# [Input records]
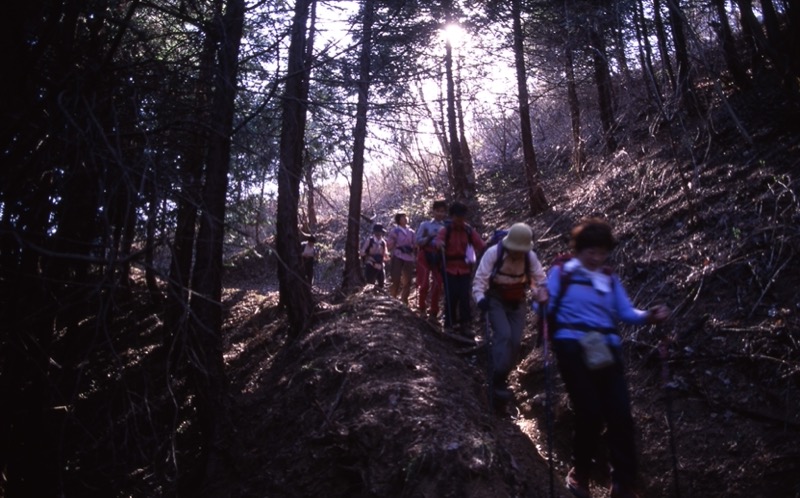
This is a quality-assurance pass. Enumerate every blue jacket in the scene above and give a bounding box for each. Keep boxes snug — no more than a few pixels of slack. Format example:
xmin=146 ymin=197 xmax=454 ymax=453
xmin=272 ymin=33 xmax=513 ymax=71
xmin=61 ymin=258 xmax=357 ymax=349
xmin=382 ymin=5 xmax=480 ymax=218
---
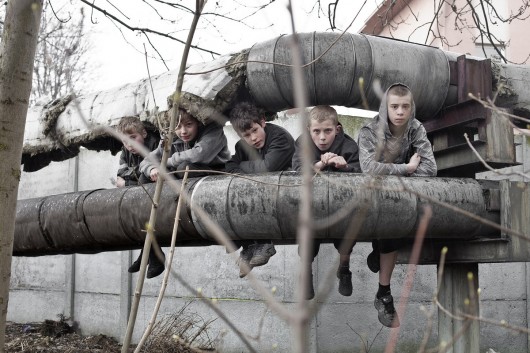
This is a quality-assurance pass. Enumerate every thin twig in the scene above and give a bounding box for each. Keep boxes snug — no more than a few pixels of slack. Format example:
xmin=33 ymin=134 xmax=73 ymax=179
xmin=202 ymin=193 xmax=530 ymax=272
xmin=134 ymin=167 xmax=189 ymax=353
* * *
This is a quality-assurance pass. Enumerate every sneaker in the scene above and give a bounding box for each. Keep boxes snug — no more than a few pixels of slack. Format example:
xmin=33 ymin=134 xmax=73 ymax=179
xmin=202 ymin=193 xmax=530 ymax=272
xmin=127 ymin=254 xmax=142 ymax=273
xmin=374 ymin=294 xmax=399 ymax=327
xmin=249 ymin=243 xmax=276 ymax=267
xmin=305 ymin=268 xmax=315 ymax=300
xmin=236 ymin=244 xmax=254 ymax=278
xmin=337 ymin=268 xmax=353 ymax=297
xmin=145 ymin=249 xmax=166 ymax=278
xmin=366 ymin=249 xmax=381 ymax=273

# [Stated task]
Copy out, word for word, the stretch of the entries from the line containing "This is a quality-assurance pass. Enumerate every blue" through the line containing "xmin=382 ymin=5 xmax=480 ymax=218", including both of those lines.

# [Right answer]
This is a quality-assurance pass. Enumerate every blue jacket in the scene above and give a bounding box for each. Keep boxes snug — no more than a few pixels of slack. Format example:
xmin=146 ymin=197 xmax=454 ymax=453
xmin=272 ymin=33 xmax=513 ymax=71
xmin=61 ymin=258 xmax=357 ymax=349
xmin=382 ymin=5 xmax=480 ymax=218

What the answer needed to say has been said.